Print the listing in full, keeping every line exactly as it is.

(SOURCE DATA Opens)

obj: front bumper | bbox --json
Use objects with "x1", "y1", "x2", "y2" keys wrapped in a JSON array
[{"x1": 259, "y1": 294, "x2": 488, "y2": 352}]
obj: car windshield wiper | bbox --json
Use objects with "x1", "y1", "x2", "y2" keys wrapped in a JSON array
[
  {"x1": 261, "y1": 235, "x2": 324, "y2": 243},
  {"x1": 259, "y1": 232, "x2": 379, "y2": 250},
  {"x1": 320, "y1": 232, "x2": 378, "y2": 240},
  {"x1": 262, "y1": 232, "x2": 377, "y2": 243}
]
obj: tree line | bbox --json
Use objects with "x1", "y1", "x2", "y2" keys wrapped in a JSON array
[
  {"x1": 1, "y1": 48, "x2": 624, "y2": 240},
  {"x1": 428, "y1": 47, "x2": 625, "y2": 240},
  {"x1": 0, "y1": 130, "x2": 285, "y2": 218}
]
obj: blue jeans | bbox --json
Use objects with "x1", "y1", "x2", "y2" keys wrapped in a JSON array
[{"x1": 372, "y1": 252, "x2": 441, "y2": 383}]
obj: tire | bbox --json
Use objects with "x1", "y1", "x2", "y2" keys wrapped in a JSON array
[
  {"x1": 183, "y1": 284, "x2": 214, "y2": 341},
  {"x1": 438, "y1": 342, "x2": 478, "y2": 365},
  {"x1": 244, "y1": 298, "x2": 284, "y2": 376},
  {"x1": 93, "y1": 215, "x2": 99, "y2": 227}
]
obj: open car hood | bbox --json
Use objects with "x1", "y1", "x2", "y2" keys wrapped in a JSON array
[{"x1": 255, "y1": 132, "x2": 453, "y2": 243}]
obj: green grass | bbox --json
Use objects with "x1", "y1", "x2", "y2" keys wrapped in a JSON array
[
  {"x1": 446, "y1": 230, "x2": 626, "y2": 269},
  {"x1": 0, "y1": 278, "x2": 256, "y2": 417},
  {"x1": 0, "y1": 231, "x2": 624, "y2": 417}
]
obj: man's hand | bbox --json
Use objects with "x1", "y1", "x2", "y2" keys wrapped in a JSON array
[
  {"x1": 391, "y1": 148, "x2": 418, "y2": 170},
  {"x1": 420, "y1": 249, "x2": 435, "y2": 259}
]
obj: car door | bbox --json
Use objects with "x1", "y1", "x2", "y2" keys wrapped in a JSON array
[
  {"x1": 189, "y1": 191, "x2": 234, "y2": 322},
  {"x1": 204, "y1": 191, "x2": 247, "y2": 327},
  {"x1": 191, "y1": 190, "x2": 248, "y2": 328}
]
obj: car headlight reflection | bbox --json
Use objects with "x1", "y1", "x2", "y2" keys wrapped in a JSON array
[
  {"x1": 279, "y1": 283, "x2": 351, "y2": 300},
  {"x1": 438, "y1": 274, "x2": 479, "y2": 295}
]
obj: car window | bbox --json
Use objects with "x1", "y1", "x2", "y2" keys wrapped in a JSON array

(SOURCE DATA Closes)

**RESULT**
obj: front bumper | bbox --json
Use objects with "x1", "y1", "x2", "y2" keys wrapped in a JSON array
[{"x1": 259, "y1": 294, "x2": 488, "y2": 352}]
obj: car windshield wiper | bbox --json
Use objects with "x1", "y1", "x2", "y2" keys wrapped in a JSON array
[
  {"x1": 261, "y1": 235, "x2": 324, "y2": 243},
  {"x1": 259, "y1": 232, "x2": 379, "y2": 250},
  {"x1": 320, "y1": 232, "x2": 378, "y2": 240},
  {"x1": 262, "y1": 232, "x2": 377, "y2": 243}
]
obj: tree line | bbox --json
Use objects with "x1", "y1", "x2", "y2" keys wrapped in a JSON array
[
  {"x1": 1, "y1": 48, "x2": 624, "y2": 240},
  {"x1": 428, "y1": 47, "x2": 625, "y2": 240},
  {"x1": 0, "y1": 130, "x2": 285, "y2": 218}
]
obj: blue jeans | bbox --json
Use objects with "x1", "y1", "x2", "y2" keys wrapped in a JSON array
[{"x1": 372, "y1": 252, "x2": 441, "y2": 383}]
obj: tire | bbox --json
Use objects with "x1", "y1", "x2", "y2" keys wrapped in a JSON array
[
  {"x1": 183, "y1": 284, "x2": 214, "y2": 341},
  {"x1": 438, "y1": 342, "x2": 478, "y2": 365},
  {"x1": 244, "y1": 298, "x2": 284, "y2": 376},
  {"x1": 93, "y1": 215, "x2": 99, "y2": 227}
]
obj: open car hood | bbox --json
Use objects with "x1", "y1", "x2", "y2" keys wrapped in a JSON array
[{"x1": 255, "y1": 132, "x2": 453, "y2": 243}]
obj: green grass | bbox --json
Use objects with "x1", "y1", "x2", "y2" keys wrapped in a JSON array
[
  {"x1": 446, "y1": 230, "x2": 626, "y2": 269},
  {"x1": 0, "y1": 278, "x2": 256, "y2": 417},
  {"x1": 0, "y1": 231, "x2": 624, "y2": 417}
]
obj: man's hand | bbox --json
Use objects with "x1", "y1", "x2", "y2" keys wrapped in a JSON array
[
  {"x1": 391, "y1": 148, "x2": 418, "y2": 170},
  {"x1": 420, "y1": 249, "x2": 435, "y2": 259}
]
obj: car door | bbox --json
Use objects with "x1", "y1", "x2", "y2" keys wrapped in a JSON array
[
  {"x1": 189, "y1": 191, "x2": 234, "y2": 322},
  {"x1": 204, "y1": 191, "x2": 247, "y2": 327},
  {"x1": 191, "y1": 190, "x2": 248, "y2": 328}
]
obj: car headlight reflection | bbox --json
Use objects with "x1", "y1", "x2", "y2" keys wrapped in a JSON array
[
  {"x1": 279, "y1": 283, "x2": 351, "y2": 300},
  {"x1": 438, "y1": 274, "x2": 479, "y2": 295}
]
obj: car window | bbox --json
Use objects with "x1", "y1", "x2", "y2" keys wrapped in a JSON array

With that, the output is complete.